#### Listed records:
□ □ □
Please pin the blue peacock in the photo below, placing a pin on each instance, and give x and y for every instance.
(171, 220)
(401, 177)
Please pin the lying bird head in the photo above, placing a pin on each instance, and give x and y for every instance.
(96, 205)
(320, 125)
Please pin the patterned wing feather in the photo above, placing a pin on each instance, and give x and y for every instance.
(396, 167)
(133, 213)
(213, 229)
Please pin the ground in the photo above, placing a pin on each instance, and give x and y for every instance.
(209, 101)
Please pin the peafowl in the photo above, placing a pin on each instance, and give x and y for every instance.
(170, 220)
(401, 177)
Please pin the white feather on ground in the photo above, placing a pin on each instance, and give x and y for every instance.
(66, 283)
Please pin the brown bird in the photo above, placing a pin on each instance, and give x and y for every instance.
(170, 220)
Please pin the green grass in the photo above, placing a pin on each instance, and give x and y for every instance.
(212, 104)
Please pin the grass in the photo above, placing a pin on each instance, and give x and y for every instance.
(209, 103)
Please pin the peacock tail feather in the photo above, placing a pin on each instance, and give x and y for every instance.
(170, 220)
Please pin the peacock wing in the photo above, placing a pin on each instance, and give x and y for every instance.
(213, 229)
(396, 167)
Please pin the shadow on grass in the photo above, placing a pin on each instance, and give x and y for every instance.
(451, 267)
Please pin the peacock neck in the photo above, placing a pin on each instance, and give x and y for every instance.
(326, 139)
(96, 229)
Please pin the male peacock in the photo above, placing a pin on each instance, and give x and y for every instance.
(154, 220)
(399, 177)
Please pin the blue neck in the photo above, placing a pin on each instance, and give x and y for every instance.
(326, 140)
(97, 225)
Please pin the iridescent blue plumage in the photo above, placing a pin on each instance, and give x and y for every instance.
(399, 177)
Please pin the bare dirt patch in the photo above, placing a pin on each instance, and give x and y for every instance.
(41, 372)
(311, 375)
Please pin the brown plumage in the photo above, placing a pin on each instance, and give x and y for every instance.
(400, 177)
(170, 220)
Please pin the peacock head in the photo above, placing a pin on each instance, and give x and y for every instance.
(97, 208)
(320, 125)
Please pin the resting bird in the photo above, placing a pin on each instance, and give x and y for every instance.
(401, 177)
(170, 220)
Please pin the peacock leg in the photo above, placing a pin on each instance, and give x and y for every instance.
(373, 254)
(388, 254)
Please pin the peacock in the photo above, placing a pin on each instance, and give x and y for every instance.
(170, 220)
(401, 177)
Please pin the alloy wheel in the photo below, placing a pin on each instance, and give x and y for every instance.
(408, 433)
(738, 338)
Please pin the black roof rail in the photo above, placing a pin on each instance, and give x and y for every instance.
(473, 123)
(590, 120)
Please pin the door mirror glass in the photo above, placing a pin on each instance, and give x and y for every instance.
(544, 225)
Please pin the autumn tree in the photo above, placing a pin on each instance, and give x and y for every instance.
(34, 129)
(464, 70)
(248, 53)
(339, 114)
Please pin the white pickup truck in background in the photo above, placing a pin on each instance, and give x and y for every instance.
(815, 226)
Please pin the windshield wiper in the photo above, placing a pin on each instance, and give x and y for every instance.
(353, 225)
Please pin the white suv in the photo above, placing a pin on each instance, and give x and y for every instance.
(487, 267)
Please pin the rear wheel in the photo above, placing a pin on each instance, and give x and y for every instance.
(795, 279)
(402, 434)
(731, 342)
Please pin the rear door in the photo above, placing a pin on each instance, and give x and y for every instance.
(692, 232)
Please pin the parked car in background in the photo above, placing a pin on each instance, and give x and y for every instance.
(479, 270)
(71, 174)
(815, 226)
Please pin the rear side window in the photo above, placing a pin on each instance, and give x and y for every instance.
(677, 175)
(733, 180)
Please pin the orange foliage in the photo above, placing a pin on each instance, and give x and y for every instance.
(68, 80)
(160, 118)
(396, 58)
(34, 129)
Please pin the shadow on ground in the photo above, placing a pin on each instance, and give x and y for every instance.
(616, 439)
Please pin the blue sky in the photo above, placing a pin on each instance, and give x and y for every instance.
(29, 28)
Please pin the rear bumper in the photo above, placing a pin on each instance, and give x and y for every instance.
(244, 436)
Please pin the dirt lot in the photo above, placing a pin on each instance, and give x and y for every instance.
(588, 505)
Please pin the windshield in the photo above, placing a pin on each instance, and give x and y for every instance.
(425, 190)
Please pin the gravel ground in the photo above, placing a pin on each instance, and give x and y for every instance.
□ □ □
#### Work to be completed:
Exactly the lines from the one containing "Please pin the rear bumper" through the end of the records should be reproduced, and no others.

#### Exercise answer:
Please pin the rear bumper in the photo above, placing a pin on each instance, and give x and y for every instance.
(244, 436)
Please pin the dirt lot in the photo above, placing a pin on each instance, and give x and y for every instance.
(588, 505)
Please pin the windshield in the photo above, placing a pin on each instance, and give x and y for every instance.
(425, 190)
Please pin the gravel ground in the photo above, placing a pin on each instance, and give x and y for every instance.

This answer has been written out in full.